==== Document excerpt ====
This is a node.js library that downloads and parses the website https://cloud.google.com/compute/vm-instance-pricing and several other public data sources form Google, and also includes a copy of some of the official SKU pricing list, parses everything, makes a range of automatic and manual changes, then makes it possibly to very quickly use all of that data from Javascript.
It also takes into account that the spot prices at https://cloud.google.com/compute/vm-instance-pricing might be mostly wrong (they were when I was writing this library), and instead pulls spot prices from https://cloud.google.com/spot-vms/pricing.
Finally, it includes some by hand tables of pricing for A100's and some other adjustments that I tedious created by hand by entering machine configurations into Google Cloud. There's a GPU table at https://cloud.google.com/compute/gpus-pricing . It then tries to use the SKU data to correct all of these prices.
==== Record excerpts ====
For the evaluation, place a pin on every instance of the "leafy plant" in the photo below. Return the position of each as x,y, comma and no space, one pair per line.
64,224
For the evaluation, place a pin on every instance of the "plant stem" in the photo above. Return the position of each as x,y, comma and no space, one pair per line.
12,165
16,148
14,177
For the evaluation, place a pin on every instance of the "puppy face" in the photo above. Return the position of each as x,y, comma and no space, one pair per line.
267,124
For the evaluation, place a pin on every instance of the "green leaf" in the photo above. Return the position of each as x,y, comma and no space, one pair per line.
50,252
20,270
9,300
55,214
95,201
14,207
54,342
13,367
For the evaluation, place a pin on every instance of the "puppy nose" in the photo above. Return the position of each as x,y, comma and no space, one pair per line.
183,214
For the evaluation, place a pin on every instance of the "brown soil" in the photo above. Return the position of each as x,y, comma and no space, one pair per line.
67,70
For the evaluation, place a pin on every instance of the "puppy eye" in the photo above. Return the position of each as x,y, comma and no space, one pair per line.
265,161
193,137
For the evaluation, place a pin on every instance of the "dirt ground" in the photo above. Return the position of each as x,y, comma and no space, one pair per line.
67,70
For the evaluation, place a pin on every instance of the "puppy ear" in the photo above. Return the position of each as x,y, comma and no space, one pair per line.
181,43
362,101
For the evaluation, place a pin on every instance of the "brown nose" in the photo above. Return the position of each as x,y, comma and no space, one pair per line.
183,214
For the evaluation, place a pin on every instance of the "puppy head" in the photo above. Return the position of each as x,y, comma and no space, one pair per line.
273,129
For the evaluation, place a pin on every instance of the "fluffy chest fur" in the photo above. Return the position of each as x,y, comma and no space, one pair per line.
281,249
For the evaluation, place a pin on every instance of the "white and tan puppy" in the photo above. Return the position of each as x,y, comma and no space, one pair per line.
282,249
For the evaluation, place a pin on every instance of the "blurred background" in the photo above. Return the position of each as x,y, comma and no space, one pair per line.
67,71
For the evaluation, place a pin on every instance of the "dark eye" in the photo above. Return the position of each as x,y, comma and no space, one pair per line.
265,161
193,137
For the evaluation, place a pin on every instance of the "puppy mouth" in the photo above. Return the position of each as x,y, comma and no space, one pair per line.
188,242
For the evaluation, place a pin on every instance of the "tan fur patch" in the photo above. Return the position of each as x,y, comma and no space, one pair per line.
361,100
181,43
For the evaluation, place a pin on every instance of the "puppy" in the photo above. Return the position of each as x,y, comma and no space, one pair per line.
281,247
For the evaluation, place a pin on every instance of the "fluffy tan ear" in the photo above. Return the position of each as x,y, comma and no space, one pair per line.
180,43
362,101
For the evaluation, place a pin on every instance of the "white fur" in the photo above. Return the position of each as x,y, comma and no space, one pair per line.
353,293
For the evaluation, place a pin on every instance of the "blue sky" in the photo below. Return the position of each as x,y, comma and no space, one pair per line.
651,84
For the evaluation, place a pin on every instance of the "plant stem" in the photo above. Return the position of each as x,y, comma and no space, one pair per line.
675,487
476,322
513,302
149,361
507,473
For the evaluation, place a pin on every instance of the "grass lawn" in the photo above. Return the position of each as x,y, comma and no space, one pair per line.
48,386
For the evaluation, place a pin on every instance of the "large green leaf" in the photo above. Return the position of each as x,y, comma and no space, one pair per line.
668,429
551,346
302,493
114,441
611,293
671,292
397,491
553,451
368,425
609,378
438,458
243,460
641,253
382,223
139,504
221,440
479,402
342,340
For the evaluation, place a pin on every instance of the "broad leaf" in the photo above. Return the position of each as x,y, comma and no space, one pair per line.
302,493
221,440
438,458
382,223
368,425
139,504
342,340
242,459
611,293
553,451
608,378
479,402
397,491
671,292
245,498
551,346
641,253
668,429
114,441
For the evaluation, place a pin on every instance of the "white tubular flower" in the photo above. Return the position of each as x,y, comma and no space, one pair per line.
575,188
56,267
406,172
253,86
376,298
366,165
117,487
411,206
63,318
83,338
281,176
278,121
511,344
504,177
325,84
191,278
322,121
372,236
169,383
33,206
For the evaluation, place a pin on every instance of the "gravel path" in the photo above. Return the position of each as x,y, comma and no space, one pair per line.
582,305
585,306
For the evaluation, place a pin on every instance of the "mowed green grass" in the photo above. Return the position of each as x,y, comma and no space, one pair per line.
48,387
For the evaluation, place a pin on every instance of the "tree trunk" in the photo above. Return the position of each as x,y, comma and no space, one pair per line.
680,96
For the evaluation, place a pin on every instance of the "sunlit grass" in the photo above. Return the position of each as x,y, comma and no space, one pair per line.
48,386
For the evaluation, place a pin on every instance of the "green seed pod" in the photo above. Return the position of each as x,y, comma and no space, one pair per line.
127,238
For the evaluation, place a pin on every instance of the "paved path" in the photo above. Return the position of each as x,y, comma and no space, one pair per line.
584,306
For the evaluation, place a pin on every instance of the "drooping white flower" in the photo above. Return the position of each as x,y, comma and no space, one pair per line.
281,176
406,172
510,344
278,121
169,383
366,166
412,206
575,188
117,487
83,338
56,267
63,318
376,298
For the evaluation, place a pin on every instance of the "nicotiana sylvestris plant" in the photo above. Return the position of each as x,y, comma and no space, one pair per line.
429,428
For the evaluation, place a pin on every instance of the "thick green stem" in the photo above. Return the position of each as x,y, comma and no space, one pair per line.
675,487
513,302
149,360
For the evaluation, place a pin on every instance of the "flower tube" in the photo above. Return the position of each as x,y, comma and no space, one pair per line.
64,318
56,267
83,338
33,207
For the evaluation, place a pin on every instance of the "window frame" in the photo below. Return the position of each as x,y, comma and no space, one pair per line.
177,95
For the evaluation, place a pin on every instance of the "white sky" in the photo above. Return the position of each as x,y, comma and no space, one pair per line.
====
▸ **What is asked**:
**A)** Report how many lines of the records contain the word "plant", giving only the number.
**B)** Write the next part of the description of the Google Cloud pricing library, picking up after its final sentence.

▸ **Results of the tasks**:
**A)** 4

**B)**
CAVEAT: Obviously don't trust anything here. I made this. I'm using it. And I made it public, though under a non-commercial license. This very much comes with absolutely no guarantees! Buyer beware, literally. All that said, if you're reading this and know a better way to do something or want to improve this code, please contribute! See https://github.com/sagemathinc/gcloud-pricing-calculator Also, see this similar project.
CAVEAT: Don't trust the official public google pricing pages either. They have numerous significant mistakes, where pricing is off by potentially thousands of dollars. However, the actual SKU pricing data seems to be what they actually charge. E.g., in Singapore the price per month for a m1-ultramem-40
VM with 961GB of RAM is listed here as $10814.95, but in reality the price is $5,411.74 (roughly a factor of 2). This is not a spot instance:
Here are some examples where Google's publicly posted prices are off by at least 10% from what they actually charge.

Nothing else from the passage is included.